**Required task:**
Rewrite the records below as a JSON list of strings, one string per line and no blank lines. Cover only the lines from the one containing "[locate] white sock (one point per instance)" through the last line of the records, inclusive.

Begin

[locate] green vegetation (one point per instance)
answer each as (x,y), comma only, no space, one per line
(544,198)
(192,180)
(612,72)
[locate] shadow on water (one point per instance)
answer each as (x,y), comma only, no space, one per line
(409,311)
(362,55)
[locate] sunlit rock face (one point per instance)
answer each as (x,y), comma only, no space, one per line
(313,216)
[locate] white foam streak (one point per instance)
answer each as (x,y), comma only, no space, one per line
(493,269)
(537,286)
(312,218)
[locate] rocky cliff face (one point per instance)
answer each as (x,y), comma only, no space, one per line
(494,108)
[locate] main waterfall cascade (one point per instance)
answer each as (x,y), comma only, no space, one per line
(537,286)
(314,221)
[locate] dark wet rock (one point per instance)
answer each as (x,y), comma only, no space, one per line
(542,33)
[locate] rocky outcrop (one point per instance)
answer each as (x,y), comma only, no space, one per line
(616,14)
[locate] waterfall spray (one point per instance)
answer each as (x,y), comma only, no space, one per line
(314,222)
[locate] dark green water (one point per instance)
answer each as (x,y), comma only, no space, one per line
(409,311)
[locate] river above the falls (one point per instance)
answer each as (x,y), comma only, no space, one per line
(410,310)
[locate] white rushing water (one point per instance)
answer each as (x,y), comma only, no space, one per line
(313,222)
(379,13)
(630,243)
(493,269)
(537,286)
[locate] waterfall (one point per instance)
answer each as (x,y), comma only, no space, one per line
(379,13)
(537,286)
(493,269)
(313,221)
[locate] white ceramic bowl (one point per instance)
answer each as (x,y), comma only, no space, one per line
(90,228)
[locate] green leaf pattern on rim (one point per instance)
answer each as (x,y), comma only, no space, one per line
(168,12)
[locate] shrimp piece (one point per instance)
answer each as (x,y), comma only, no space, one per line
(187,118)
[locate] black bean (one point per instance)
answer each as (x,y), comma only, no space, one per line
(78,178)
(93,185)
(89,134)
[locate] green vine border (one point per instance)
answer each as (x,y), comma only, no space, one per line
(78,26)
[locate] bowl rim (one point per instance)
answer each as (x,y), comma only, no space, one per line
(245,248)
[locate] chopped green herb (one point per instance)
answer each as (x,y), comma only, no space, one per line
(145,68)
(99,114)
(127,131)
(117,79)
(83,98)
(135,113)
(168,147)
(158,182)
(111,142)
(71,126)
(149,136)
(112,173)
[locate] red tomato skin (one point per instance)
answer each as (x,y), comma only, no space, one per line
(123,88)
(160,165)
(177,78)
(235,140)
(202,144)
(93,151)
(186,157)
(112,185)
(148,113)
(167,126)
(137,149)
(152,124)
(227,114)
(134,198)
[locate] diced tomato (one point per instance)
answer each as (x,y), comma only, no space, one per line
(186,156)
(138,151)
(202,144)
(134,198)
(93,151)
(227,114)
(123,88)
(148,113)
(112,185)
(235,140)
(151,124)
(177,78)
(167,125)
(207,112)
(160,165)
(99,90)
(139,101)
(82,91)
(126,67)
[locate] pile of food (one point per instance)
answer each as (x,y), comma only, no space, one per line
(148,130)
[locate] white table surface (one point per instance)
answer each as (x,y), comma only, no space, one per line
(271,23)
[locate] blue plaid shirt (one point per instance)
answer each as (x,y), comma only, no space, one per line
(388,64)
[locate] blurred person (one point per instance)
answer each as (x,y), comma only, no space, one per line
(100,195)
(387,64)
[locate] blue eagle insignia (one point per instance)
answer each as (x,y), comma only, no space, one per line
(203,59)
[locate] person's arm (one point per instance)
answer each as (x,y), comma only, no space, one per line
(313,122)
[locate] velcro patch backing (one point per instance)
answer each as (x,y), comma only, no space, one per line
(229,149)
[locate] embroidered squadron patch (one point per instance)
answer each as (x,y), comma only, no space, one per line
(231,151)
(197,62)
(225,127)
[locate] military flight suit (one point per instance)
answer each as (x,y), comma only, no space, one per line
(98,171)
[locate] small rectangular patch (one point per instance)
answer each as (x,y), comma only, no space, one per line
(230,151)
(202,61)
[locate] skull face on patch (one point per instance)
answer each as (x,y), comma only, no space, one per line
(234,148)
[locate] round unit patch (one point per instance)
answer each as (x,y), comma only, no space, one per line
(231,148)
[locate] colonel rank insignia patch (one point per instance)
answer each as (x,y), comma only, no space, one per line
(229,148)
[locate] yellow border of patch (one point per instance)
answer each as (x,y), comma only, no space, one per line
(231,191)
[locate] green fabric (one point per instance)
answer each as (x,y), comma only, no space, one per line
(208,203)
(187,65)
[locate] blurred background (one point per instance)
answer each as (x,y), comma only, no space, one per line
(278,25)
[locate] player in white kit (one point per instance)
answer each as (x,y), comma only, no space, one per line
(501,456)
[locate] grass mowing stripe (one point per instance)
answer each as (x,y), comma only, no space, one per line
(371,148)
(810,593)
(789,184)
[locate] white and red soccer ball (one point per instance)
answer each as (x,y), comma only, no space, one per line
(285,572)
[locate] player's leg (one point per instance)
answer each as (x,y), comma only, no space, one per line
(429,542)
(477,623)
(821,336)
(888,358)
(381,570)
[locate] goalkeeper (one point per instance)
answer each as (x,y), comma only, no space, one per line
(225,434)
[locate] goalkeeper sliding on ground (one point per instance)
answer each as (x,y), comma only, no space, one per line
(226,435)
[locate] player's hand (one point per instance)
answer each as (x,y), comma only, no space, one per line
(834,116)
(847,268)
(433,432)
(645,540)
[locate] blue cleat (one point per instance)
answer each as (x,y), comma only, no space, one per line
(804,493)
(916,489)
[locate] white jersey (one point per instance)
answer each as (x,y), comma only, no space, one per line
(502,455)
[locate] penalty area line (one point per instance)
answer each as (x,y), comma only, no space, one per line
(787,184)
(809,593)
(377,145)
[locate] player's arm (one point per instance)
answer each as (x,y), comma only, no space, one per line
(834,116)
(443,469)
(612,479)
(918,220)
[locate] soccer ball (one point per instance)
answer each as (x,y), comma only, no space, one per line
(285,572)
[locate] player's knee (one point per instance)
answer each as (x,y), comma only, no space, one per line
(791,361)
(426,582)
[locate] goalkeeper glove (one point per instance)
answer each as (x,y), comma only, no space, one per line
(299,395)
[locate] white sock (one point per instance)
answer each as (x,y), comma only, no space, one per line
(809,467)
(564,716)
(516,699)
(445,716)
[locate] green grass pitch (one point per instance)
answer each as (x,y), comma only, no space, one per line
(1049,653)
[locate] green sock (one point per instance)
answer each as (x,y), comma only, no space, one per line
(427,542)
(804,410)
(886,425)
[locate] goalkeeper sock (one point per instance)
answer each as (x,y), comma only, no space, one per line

End

**Solution to this problem:**
[
  "[locate] white sock (one point per instance)",
  "answer each as (x,y), comma only, no space, one per line",
  "(809,467)",
  "(564,716)",
  "(516,699)",
  "(445,716)",
  "[locate] green grass pitch (one point per instance)",
  "answer each as (x,y), comma only, no space, one per line",
  "(1049,653)",
  "[locate] green sock (one point per instance)",
  "answer each as (x,y), comma only, no space, one per line",
  "(427,542)",
  "(804,410)",
  "(886,425)",
  "[locate] goalkeeper sock (one point per instance)",
  "answer each as (x,y), comma only, no space, one per line"
]